═════ SUPPLIED INFORMATION
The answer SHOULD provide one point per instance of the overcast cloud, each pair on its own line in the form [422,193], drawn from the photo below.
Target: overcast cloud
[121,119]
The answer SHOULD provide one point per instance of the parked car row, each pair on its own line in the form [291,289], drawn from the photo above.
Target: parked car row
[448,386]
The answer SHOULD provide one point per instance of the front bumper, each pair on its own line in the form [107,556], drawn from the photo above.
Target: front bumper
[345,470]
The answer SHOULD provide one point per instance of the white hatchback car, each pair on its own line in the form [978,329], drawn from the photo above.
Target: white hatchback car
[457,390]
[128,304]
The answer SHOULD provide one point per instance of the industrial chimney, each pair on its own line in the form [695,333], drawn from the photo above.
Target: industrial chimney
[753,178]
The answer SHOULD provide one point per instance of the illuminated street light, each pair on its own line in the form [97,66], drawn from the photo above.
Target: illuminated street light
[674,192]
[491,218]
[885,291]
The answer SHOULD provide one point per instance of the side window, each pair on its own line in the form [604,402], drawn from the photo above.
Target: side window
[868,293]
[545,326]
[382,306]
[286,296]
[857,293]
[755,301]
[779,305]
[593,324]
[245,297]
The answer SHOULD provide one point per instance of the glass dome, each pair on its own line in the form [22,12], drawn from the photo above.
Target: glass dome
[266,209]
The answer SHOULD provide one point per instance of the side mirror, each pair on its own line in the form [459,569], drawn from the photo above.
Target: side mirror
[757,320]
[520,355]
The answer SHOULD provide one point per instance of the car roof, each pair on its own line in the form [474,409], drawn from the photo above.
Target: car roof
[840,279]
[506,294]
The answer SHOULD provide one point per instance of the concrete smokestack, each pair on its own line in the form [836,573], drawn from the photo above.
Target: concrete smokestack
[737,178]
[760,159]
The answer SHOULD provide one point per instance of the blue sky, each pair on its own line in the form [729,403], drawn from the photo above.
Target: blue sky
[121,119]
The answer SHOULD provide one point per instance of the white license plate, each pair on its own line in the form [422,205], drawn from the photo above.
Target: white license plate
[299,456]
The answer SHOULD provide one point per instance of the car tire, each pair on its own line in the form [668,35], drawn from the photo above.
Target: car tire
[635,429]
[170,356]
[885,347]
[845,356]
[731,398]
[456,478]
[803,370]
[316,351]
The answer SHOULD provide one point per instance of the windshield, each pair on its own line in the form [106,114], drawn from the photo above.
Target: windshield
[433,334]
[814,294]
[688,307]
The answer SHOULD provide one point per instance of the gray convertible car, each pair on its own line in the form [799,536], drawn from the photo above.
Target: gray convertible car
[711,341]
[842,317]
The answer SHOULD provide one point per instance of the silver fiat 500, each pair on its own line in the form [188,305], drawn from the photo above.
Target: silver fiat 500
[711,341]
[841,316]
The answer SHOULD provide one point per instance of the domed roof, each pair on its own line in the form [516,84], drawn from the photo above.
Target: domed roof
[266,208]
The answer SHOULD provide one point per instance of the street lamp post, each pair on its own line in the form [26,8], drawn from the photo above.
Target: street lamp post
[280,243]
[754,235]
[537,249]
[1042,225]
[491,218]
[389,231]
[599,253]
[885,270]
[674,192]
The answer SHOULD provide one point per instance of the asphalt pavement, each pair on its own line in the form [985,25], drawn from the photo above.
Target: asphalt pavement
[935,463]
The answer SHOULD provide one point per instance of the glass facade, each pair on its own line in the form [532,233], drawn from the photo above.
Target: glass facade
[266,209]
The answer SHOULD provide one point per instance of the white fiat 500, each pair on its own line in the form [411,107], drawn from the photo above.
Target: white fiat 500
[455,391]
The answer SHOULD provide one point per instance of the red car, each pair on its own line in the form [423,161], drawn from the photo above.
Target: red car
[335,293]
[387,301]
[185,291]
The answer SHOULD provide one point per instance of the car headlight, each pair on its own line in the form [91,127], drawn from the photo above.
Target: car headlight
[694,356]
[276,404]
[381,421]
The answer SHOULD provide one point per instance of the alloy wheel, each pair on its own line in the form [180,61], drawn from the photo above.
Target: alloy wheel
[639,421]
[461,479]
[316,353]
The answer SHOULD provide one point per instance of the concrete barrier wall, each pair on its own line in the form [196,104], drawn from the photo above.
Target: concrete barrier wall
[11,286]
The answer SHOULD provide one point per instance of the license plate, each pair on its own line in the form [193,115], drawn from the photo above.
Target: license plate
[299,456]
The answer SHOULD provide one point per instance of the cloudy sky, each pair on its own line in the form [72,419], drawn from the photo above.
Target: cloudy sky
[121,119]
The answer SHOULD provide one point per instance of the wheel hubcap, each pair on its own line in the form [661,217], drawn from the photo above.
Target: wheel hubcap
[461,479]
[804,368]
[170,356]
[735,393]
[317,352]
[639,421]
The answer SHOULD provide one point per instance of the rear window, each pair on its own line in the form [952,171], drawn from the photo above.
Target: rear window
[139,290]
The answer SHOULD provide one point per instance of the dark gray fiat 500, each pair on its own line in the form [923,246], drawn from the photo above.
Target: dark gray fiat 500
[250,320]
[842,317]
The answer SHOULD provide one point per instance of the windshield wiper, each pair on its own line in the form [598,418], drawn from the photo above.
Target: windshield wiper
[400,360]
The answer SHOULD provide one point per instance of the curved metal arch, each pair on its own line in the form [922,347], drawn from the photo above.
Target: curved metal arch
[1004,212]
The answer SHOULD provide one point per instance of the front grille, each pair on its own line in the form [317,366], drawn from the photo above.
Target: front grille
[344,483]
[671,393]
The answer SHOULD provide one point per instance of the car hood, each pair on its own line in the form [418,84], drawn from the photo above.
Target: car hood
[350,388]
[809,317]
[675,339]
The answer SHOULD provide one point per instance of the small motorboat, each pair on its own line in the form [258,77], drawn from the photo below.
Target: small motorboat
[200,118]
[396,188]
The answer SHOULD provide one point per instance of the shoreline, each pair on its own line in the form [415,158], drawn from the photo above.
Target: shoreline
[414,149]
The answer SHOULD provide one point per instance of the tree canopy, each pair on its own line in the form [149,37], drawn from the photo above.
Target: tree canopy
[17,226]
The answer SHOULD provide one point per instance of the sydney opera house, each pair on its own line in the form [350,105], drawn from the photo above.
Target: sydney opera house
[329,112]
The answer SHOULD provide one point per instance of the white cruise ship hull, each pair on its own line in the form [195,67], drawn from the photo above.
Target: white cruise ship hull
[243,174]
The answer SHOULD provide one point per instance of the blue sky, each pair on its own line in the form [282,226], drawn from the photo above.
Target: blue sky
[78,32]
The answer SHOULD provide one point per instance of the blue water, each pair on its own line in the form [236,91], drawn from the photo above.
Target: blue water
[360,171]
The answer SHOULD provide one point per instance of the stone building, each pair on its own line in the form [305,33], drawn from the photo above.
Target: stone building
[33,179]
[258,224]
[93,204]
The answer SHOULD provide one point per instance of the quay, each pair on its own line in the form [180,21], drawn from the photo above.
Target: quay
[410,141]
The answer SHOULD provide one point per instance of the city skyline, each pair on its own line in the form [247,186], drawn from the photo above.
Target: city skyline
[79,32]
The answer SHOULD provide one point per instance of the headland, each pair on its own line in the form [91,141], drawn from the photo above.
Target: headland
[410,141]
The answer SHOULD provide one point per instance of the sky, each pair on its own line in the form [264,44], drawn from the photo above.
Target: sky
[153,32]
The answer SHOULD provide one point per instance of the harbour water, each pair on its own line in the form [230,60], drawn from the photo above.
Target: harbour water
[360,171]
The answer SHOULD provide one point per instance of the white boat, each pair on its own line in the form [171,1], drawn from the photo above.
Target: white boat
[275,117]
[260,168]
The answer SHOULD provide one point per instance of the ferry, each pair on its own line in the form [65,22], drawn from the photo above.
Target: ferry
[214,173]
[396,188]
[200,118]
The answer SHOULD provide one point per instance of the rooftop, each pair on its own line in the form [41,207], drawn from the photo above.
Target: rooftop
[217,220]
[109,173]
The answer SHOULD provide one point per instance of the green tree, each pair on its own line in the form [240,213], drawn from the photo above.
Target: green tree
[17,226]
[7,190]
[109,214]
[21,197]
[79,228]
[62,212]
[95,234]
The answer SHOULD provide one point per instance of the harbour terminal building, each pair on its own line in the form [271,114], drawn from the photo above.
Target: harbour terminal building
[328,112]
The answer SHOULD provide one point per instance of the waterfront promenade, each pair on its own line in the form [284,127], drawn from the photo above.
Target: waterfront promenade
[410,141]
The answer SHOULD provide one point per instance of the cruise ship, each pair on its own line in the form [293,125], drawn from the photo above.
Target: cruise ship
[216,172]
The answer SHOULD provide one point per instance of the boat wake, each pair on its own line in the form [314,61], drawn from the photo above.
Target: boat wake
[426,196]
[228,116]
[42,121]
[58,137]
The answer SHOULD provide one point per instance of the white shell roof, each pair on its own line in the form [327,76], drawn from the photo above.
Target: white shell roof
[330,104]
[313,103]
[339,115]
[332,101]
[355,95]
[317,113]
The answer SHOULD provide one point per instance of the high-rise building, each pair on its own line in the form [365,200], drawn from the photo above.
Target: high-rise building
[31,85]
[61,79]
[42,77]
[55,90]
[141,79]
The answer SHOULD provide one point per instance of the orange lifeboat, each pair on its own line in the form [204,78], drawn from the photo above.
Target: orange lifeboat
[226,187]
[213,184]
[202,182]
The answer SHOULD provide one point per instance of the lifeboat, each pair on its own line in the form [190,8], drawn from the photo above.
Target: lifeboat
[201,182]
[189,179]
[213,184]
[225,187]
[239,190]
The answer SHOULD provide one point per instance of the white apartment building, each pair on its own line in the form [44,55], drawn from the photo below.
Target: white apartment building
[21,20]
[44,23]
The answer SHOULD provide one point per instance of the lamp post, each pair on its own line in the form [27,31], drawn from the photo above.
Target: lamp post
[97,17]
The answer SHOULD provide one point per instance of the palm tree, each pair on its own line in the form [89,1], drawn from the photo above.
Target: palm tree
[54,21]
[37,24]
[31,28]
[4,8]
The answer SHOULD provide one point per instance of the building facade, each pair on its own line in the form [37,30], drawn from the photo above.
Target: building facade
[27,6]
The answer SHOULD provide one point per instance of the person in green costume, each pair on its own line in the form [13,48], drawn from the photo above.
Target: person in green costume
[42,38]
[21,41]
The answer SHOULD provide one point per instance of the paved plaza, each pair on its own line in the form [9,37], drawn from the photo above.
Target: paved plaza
══════════
-- OBJECTIVE --
Set down, unchanged, the line that contains "[365,200], drawn from the photo above." together with every later line in the records, through the last one.

-- COMPLETE ANSWER --
The answer SHOULD provide one point per instance of the high-rise building, each pair on its own line in the form [365,200], drawn from the photo above.
Target: high-rise building
[31,85]
[61,79]
[42,77]
[55,90]
[141,79]
The answer SHOULD provide one point per instance of the orange lifeboat, each pair on its own line in the form [204,78], drawn from the photo above.
Target: orange lifeboat
[226,187]
[213,184]
[202,182]
The answer SHOULD provide one point per instance of the lifeboat, each pair on its own line in the form [190,8], drawn from the photo above.
Target: lifeboat
[201,182]
[189,179]
[213,184]
[225,187]
[239,190]
The answer SHOULD provide one point per instance of the white apartment building, each pair on its own line in the form [44,55], drawn from the photo below.
Target: white apartment building
[21,20]
[44,23]
The answer SHOULD provide one point per instance of the lamp post, each pair on its own line in the form [27,31], drawn from the photo above.
Target: lamp post
[97,17]
The answer SHOULD provide one point per instance of the palm tree, each pair on its own line in the form [89,1], drawn from the photo above.
Target: palm tree
[54,21]
[37,24]
[31,28]
[4,8]
The answer SHOULD provide one point per instance of the building facade, each pair on its own line in the form [37,30], drawn from the photo above.
Target: building facade
[27,6]
The answer SHOULD provide one point per instance of the person in green costume, each pair on its own line in the form [13,48], drawn from the photo above.
Target: person in green costume
[42,38]
[21,41]
The answer SHOULD provide one point per instance of the paved plaza, each pair on its own line in the form [9,37], drawn from the photo above.
Target: paved plaza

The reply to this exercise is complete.